■ Work to complete
1 > Extract from the forum post on Nagios database storage the part that opens with the words containing "I've been noticing" and closes with "worth of data.", copying it word for word.
2 > Render this sentence from the forum post on Nagios database storage in Spanish: "Ideally, I’d like to store only the last year's worth of data."
3 > Using the forum post on Nagios database storage, answer each question:
(a) How much space is /var/lib/mysql/nagios currently occupying?
(b) What count does the query on all records in nagios_downtimehistory return?
(c) What value is shown as newest_downtime?

■ Text extract
------

Best Practices for Managing Historical Data in MariaDB (ndoutils) - Reducing Storage Usage in /var/lib/mysql/nagios

This support forum board is for support questions relating to Nagios XI, our flagship commercial network monitoring solution.
Post Reply
igae1
Posts: 57
Joined: Thu May 25, 2017 6:35 am

Best Practices for Managing Historical Data in MariaDB (ndoutils) - Reducing Storage Usage in /var/lib/mysql/nagios

Post by igae1 »

Hello everyone,

I've been noticing a substantial increase in storage usage in the /var directory, specifically in /var/lib/mysql/nagios, which is currently occupying nearly 5GB. It appears that historical data is taking up the most space, with specific files standing out:

Code: Select all

250M    ./nagios_downtimehistory.MYI
286M    ./nagios_statehistory.MYI
407M    ./nagios_commenthistory.MYI
424M    ./nagios_downtimehistory.MYD
1011M   ./nagios_statehistory.MYD
1.4G    ./nagios_commenthistory.MYD
I'm looking for guidance on best practices to manage these historical data files. Ideally, I’d like to store only the last year's worth of data.

Additionally, I’d like to know if it's safe to clean up some older data manually. I noticed we have a high volume of records in nagios_downtimehistory:

Code: Select all

MariaDB [nagios]> SELECT COUNT(*) FROM nagios_downtimehistory;
+----------+
| COUNT(*) |
+----------+
|  3617508 |
+----------+
There’s also evidence of downtimes that may have been created incorrectly:

Code: Select all

MariaDB [nagios]> SELECT MIN(actual_start_time) AS oldest_downtime, MAX(actual_end_time) AS newest_downtime FROM nagios_downtimehistory;
+---------------------+---------------------+
| oldest_downtime     | newest_downtime     |
+---------------------+---------------------+
| 0000-00-00 00:00:00 | 2024-10-30 08:00:00 |
+---------------------+---------------------+
Here’s another query identifying some of the records I’m considering deleting:

Code: Select all

MariaDB [nagios]> SELECT COUNT(*) FROM nagios_downtimehistory WHERE was_started = '0' AND actual_end_time < DATE_SUB(NOW(), INTERVAL 1 MONTH);
+----------+
| COUNT(*) |
+----------+
|    23675 |
+----------+
Questions:
  1. Are the following commands safe to execute in order to delete older, incomplete downtime records and free up space?

    Code: Select all

    DELETE FROM nagios_downtimehistory WHERE was_started = 0 AND actual_end_time < DATE_SUB(NOW(), INTERVAL 1 YEAR);
    OPTIMIZE TABLE nagios_downtimehistory;
  2. Is there a configuration setting in Nagios that can limit the storage of downtimes, comments, and other historical data to only the past year? This would help keep the database lean without manually pruning data periodically.
Any advice or recommendations on best practices for managing and cleaning historical data in MariaDB for Nagios would be greatly appreciated. Thanks in advance!

------

■ Records provided
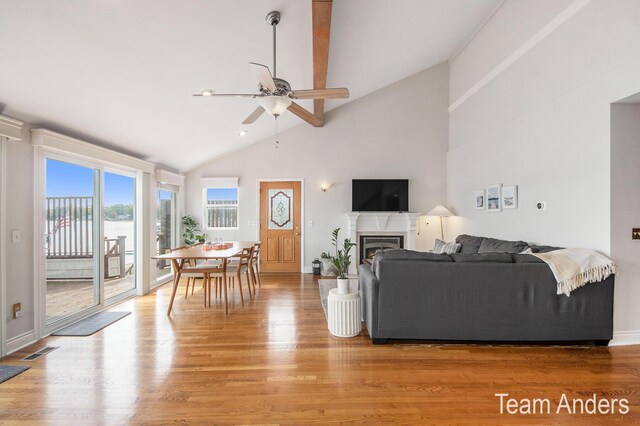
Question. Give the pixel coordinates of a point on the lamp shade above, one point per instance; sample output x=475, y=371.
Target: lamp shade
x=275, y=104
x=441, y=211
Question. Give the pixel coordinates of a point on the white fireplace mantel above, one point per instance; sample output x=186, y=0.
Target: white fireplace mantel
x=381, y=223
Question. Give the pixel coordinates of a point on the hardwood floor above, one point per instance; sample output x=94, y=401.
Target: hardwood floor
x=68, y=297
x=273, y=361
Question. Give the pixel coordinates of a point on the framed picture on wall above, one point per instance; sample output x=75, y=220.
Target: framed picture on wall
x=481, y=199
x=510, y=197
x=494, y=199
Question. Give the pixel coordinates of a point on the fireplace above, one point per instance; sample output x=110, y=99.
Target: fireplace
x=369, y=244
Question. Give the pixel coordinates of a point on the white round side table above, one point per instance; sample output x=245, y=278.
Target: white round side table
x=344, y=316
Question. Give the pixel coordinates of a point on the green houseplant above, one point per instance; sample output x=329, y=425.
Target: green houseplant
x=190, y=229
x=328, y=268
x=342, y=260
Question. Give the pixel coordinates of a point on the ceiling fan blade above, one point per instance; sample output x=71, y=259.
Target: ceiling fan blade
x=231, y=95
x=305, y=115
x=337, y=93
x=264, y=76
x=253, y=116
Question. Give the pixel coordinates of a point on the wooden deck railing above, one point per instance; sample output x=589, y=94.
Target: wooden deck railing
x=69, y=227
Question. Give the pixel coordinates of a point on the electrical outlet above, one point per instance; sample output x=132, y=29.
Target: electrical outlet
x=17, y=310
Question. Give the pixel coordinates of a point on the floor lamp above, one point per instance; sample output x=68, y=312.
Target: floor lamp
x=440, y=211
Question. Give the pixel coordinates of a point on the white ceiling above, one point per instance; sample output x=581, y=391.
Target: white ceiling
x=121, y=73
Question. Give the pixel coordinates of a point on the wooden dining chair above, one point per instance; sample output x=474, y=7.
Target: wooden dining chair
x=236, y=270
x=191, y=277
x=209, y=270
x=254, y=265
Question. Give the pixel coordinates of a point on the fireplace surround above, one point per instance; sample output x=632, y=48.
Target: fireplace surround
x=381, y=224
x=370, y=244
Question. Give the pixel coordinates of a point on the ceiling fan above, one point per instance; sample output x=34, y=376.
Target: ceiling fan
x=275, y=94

------

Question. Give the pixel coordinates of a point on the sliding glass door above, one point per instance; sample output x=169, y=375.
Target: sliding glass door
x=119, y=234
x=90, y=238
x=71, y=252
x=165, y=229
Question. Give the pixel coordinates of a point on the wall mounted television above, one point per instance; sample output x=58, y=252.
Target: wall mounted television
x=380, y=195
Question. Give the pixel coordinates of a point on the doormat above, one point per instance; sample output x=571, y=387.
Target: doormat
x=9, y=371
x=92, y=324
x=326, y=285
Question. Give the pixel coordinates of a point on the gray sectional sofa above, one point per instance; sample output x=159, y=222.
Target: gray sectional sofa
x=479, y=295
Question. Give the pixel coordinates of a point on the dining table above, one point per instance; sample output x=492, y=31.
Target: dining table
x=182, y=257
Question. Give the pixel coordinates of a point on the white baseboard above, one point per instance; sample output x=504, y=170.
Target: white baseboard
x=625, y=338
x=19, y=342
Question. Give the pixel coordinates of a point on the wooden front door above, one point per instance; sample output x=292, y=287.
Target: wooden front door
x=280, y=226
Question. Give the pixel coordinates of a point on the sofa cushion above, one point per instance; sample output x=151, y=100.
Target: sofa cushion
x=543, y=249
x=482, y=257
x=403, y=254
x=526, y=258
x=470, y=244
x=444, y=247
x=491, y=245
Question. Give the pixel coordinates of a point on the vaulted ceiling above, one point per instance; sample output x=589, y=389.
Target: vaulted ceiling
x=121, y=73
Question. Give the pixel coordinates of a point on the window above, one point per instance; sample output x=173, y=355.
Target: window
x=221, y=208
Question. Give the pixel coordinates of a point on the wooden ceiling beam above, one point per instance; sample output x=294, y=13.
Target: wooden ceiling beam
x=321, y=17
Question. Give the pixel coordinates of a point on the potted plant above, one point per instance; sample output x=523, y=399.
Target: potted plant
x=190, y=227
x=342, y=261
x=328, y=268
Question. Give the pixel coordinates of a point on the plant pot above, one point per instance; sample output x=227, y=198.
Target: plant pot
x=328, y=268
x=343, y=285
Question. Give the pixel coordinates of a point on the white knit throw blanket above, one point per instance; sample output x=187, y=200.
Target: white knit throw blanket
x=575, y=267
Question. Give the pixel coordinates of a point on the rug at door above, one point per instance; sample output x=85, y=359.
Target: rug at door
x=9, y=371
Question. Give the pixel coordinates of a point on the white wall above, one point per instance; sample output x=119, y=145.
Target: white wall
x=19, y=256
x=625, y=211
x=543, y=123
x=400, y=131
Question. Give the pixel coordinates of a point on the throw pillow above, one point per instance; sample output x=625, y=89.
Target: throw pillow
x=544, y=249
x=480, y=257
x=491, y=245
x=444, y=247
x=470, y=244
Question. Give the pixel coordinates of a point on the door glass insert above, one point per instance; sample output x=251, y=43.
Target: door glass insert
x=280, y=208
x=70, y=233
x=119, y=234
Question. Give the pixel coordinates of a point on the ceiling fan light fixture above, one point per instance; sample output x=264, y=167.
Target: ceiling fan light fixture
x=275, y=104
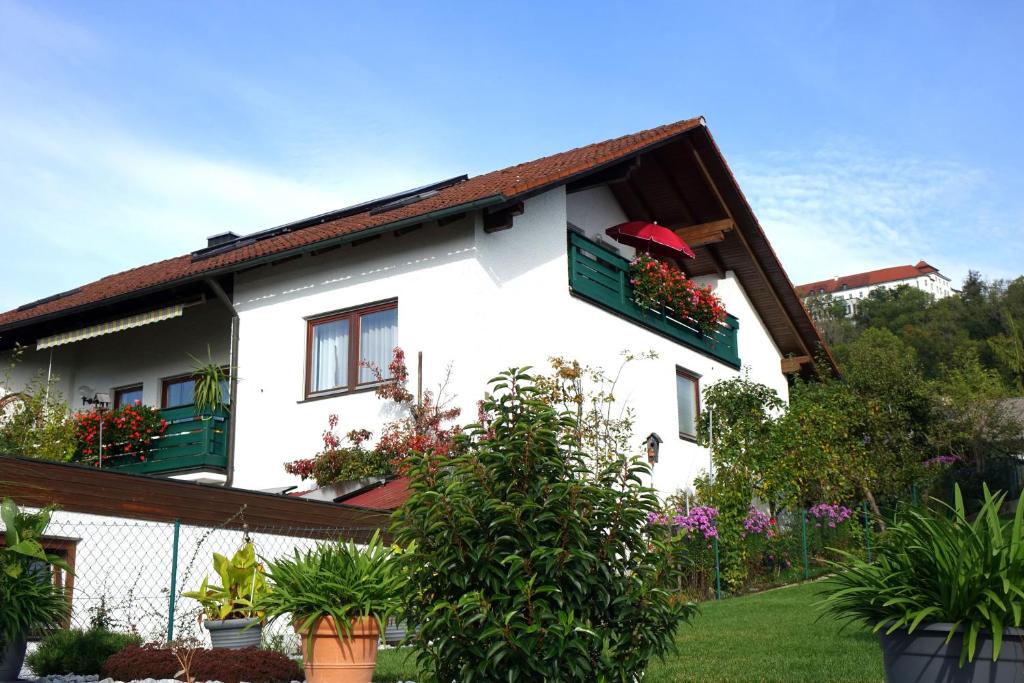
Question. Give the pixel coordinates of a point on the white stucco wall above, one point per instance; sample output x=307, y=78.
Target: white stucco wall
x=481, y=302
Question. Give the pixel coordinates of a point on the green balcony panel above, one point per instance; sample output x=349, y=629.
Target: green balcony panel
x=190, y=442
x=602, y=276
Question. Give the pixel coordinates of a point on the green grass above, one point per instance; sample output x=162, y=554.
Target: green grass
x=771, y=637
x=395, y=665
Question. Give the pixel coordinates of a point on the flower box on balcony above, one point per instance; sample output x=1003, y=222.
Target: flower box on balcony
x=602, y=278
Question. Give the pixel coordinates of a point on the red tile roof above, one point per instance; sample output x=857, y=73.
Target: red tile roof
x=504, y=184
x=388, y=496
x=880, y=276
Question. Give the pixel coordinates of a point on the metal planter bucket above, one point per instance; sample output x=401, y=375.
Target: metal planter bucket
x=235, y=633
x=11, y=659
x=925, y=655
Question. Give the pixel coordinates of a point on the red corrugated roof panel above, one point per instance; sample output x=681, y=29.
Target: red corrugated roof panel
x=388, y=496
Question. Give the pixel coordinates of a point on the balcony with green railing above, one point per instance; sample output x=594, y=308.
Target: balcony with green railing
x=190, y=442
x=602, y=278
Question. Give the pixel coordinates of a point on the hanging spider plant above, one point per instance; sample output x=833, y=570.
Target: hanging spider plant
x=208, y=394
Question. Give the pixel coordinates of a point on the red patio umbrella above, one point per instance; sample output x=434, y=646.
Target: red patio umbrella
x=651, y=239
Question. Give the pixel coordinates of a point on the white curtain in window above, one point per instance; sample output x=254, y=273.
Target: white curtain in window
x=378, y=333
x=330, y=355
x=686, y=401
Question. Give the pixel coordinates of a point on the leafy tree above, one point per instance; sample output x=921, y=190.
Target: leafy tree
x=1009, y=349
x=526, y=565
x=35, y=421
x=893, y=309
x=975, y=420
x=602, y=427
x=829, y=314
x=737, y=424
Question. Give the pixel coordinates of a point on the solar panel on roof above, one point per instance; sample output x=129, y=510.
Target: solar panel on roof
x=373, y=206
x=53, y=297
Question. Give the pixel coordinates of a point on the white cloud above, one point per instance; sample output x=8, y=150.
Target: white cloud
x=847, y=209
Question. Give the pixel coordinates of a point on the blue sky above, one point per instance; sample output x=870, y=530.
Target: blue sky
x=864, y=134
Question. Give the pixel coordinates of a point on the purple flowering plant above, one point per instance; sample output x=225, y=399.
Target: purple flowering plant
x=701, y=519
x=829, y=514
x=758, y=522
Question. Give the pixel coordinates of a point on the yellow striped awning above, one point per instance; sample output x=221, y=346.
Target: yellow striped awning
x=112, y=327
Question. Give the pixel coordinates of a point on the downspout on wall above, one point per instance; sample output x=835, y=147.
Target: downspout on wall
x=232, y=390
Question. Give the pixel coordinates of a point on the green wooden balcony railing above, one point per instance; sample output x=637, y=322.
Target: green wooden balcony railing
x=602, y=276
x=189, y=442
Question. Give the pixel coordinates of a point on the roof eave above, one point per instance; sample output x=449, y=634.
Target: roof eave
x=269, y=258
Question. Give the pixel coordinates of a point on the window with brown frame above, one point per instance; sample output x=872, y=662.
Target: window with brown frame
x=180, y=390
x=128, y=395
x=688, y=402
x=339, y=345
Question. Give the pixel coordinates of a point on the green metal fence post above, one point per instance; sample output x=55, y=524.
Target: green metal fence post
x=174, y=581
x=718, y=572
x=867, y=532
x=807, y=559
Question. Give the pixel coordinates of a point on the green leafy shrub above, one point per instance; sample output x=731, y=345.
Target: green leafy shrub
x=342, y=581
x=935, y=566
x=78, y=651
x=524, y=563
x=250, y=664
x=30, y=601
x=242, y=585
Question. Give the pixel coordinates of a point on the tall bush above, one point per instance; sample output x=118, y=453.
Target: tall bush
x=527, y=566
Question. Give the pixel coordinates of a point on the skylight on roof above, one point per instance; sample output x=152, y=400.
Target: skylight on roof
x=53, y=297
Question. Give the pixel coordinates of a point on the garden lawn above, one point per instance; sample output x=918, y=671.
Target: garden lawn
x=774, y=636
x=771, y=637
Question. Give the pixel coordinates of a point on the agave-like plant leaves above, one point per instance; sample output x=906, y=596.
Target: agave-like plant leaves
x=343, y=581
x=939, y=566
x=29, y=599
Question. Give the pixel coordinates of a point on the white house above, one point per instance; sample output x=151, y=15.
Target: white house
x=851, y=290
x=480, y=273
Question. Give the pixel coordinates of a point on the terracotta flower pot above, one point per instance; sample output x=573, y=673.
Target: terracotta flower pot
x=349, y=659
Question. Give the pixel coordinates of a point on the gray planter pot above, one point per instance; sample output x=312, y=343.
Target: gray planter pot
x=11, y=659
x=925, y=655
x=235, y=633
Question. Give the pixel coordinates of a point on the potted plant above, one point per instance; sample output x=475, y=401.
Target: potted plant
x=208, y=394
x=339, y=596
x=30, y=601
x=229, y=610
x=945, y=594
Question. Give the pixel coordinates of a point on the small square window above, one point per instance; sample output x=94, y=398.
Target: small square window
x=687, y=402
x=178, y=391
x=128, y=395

------

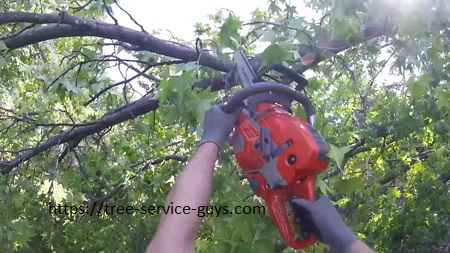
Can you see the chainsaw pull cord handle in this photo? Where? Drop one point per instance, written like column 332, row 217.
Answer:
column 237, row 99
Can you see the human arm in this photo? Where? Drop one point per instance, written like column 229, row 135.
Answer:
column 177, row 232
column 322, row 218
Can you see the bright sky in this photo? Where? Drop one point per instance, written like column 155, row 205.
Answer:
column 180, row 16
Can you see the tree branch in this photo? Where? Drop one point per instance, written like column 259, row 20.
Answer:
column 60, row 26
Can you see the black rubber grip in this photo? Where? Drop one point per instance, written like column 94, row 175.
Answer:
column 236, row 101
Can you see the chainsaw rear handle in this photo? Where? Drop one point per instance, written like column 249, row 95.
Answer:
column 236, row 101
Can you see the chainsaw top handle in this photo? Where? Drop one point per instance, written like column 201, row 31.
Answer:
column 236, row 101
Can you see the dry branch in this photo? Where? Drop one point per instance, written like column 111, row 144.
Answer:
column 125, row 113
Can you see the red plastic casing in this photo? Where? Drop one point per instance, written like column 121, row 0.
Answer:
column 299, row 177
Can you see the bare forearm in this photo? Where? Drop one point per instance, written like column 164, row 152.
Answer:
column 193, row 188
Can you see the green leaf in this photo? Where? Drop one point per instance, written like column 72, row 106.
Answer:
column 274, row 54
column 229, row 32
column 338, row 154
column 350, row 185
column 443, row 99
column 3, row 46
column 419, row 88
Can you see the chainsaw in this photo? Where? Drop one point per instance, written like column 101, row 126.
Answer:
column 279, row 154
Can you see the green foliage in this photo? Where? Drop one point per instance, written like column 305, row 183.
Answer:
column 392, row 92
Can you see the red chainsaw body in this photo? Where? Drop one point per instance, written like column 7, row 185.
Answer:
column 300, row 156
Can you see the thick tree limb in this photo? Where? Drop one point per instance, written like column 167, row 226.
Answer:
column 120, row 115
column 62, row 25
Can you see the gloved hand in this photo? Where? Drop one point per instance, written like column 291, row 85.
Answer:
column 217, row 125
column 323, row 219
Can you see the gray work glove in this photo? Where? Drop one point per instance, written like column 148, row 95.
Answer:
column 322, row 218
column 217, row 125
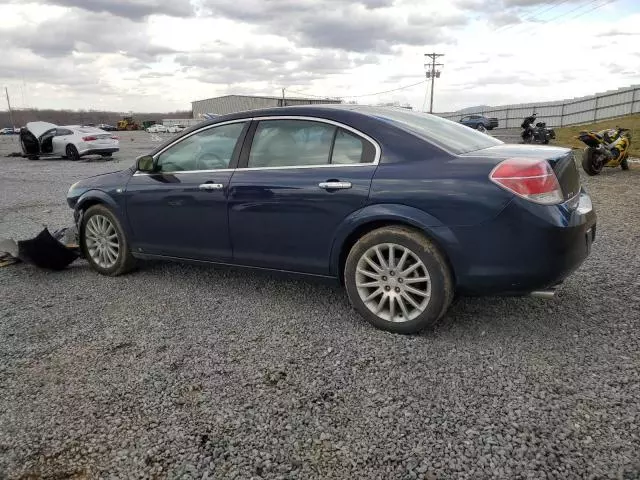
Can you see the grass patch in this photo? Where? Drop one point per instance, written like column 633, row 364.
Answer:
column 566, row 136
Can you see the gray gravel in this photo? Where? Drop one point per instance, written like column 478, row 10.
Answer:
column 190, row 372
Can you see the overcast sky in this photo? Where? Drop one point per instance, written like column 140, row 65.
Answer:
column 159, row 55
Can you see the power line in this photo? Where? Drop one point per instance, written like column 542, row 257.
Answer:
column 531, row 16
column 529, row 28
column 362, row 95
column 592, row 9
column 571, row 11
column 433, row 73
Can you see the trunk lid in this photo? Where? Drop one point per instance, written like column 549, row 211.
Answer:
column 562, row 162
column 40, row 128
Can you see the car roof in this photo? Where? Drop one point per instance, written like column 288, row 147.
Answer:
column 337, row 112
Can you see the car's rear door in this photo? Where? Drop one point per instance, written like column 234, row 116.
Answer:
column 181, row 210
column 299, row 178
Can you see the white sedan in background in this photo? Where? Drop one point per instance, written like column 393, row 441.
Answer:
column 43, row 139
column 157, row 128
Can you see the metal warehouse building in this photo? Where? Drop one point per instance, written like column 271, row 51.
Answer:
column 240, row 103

------

■ Outputs
1 >
I've been noticing a substantial increase in storage usage in the /var directory, specifically in /var/lib/mysql/nagios, which is currently occupying nearly 5GB. It appears that historical data is taking up the most space, with specific files standing out:

Code: Select all

250M    ./nagios_downtimehistory.MYI
286M    ./nagios_statehistory.MYI
407M    ./nagios_commenthistory.MYI
424M    ./nagios_downtimehistory.MYD
1011M   ./nagios_statehistory.MYD
1.4G    ./nagios_commenthistory.MYD
I'm looking for guidance on best practices to manage these historical data files. Ideally, I’d like to store only the last year's worth of data.

2 > Idealmente, me gustaría almacenar solo los datos del último año.

3 >
(a) Nearly 5GB
(b) 3617508
(c) 2024-10-30 08:00:00